» **Directions**
Could you copy each line of the entries that contains "ceiling"?

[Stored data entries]
-- Opening Marker --

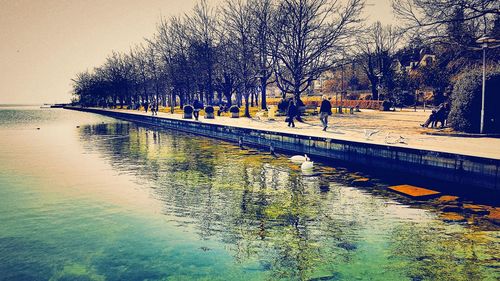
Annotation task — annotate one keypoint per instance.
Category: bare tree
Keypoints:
(309, 37)
(262, 13)
(376, 49)
(237, 24)
(202, 28)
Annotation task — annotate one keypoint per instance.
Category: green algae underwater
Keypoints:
(85, 197)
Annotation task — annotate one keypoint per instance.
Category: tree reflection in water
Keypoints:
(292, 226)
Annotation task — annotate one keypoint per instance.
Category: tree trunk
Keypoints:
(263, 88)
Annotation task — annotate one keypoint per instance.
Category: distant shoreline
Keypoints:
(19, 104)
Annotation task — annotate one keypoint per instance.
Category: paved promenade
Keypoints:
(400, 129)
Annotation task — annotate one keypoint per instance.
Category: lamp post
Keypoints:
(172, 98)
(484, 41)
(379, 86)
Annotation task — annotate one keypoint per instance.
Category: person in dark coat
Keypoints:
(324, 111)
(197, 106)
(291, 113)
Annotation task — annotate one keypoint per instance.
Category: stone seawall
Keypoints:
(470, 171)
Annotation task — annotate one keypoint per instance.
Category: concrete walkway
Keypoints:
(399, 129)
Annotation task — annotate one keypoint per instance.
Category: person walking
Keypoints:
(291, 113)
(324, 111)
(197, 106)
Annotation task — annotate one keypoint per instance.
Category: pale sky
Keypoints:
(44, 43)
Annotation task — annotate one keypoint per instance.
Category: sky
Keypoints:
(44, 44)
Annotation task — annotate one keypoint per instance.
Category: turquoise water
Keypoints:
(86, 197)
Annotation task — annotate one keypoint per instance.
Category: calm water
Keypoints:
(87, 197)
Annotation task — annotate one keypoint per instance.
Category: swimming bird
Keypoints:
(307, 165)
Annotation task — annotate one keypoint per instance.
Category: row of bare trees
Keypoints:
(233, 51)
(230, 52)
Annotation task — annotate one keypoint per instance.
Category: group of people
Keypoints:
(438, 115)
(324, 111)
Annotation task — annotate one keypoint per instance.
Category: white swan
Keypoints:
(307, 165)
(299, 158)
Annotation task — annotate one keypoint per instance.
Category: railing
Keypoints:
(364, 104)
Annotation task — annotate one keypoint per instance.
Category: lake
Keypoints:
(87, 197)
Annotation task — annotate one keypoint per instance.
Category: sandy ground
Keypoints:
(400, 128)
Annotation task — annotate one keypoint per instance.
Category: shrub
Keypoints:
(188, 109)
(234, 109)
(386, 105)
(209, 109)
(283, 105)
(465, 112)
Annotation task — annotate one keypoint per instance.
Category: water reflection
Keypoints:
(275, 220)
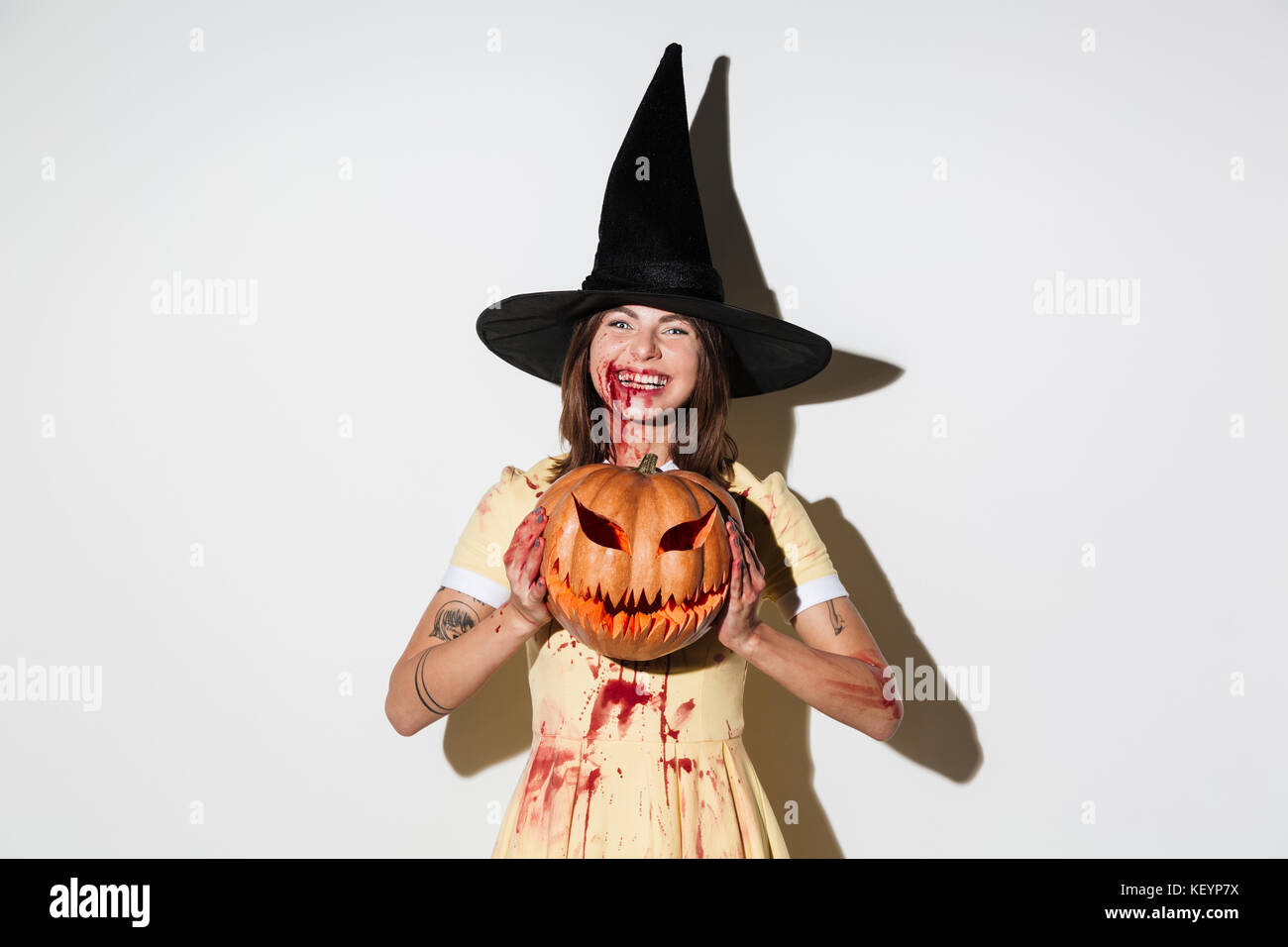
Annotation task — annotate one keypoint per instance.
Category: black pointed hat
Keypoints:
(653, 252)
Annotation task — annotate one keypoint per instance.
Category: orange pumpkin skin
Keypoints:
(636, 561)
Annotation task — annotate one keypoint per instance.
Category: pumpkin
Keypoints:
(636, 562)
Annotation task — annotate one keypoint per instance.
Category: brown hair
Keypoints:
(715, 450)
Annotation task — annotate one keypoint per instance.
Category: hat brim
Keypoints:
(532, 331)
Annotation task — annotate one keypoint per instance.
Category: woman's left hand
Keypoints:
(746, 582)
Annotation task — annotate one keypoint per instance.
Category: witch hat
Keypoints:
(653, 252)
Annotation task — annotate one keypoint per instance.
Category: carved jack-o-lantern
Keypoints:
(636, 561)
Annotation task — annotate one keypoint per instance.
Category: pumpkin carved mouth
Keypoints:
(636, 620)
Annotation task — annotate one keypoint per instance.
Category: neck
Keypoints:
(630, 450)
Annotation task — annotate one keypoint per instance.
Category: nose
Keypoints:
(645, 347)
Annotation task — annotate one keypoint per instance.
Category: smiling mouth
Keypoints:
(635, 620)
(642, 380)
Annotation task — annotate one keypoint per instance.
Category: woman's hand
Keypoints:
(746, 582)
(523, 570)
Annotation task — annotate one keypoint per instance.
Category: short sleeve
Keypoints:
(477, 566)
(799, 573)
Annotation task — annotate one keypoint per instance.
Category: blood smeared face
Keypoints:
(643, 361)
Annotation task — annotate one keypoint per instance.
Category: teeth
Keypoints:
(656, 380)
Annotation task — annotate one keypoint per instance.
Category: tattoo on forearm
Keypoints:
(423, 692)
(837, 621)
(456, 617)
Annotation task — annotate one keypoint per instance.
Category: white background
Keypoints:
(962, 457)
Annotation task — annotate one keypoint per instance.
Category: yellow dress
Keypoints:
(642, 759)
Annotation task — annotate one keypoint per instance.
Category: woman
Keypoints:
(642, 759)
(645, 758)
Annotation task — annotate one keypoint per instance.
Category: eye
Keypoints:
(688, 535)
(600, 530)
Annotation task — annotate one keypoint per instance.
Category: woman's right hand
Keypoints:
(523, 569)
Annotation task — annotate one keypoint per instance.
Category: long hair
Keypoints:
(715, 450)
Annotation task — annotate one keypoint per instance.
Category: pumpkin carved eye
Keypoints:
(688, 535)
(600, 530)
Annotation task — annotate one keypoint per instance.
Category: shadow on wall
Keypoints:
(496, 724)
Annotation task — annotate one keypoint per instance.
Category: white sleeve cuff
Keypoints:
(822, 589)
(478, 586)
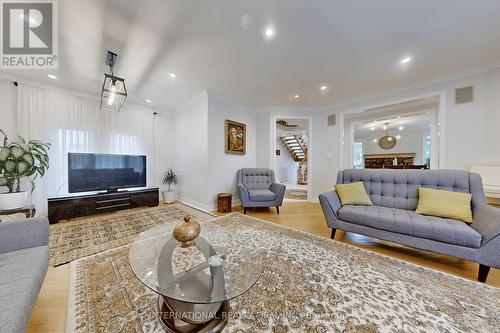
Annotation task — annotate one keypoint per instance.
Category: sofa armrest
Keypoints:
(22, 234)
(488, 253)
(244, 195)
(279, 190)
(486, 221)
(330, 203)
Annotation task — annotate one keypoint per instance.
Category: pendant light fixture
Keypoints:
(387, 141)
(114, 92)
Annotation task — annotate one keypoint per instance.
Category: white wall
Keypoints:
(412, 141)
(223, 167)
(199, 155)
(470, 131)
(323, 145)
(164, 152)
(190, 146)
(8, 107)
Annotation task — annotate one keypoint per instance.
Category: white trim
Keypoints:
(410, 88)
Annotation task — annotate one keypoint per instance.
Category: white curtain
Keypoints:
(76, 124)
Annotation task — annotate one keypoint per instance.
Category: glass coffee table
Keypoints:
(194, 280)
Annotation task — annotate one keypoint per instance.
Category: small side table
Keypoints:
(28, 211)
(224, 202)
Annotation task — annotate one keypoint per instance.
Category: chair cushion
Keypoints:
(409, 223)
(21, 276)
(261, 195)
(353, 194)
(453, 205)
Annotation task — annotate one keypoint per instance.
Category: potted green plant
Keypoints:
(169, 178)
(20, 160)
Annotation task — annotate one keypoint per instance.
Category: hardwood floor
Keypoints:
(49, 314)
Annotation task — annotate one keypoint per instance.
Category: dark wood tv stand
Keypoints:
(65, 208)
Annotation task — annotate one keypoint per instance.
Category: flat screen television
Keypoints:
(105, 172)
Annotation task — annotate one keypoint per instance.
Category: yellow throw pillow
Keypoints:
(353, 194)
(453, 205)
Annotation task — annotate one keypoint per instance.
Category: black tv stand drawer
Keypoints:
(78, 206)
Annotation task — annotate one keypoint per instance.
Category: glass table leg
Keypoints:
(183, 317)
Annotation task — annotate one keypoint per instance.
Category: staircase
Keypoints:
(296, 146)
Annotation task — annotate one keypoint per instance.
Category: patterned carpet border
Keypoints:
(74, 239)
(400, 261)
(341, 288)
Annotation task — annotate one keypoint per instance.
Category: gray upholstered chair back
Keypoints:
(256, 178)
(399, 188)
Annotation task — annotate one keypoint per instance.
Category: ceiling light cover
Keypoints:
(113, 93)
(406, 60)
(269, 32)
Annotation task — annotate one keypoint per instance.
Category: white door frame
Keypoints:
(309, 147)
(438, 130)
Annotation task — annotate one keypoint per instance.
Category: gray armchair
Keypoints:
(258, 188)
(24, 257)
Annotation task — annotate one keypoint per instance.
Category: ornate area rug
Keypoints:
(75, 239)
(308, 284)
(296, 194)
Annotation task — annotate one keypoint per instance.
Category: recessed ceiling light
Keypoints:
(406, 60)
(269, 32)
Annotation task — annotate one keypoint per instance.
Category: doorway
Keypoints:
(291, 156)
(403, 135)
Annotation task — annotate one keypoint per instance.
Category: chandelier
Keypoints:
(387, 141)
(114, 92)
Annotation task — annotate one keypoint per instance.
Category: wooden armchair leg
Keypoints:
(483, 273)
(333, 233)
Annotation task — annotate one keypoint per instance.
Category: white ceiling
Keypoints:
(354, 47)
(419, 121)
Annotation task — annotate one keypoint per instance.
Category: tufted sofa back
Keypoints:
(256, 178)
(399, 188)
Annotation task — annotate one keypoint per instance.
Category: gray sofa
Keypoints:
(394, 194)
(24, 257)
(258, 188)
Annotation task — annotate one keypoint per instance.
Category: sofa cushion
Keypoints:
(409, 223)
(452, 205)
(399, 188)
(21, 276)
(353, 194)
(261, 195)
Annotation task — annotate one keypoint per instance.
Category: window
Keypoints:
(357, 149)
(427, 150)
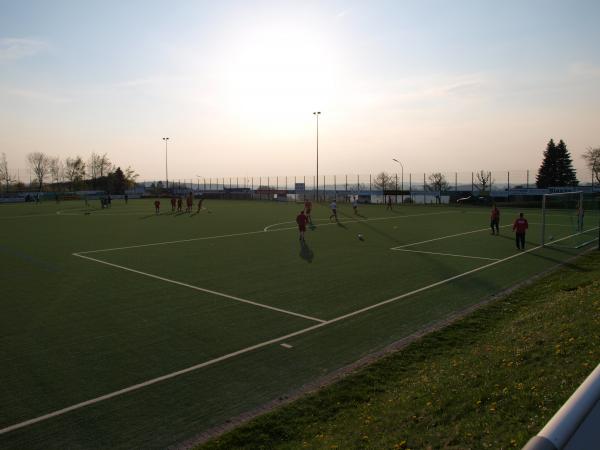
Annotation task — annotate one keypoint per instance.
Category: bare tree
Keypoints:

-- Closing Marker --

» **The completed task**
Category: ceiling light cover
Category: recessed ceiling light
Category: white ceiling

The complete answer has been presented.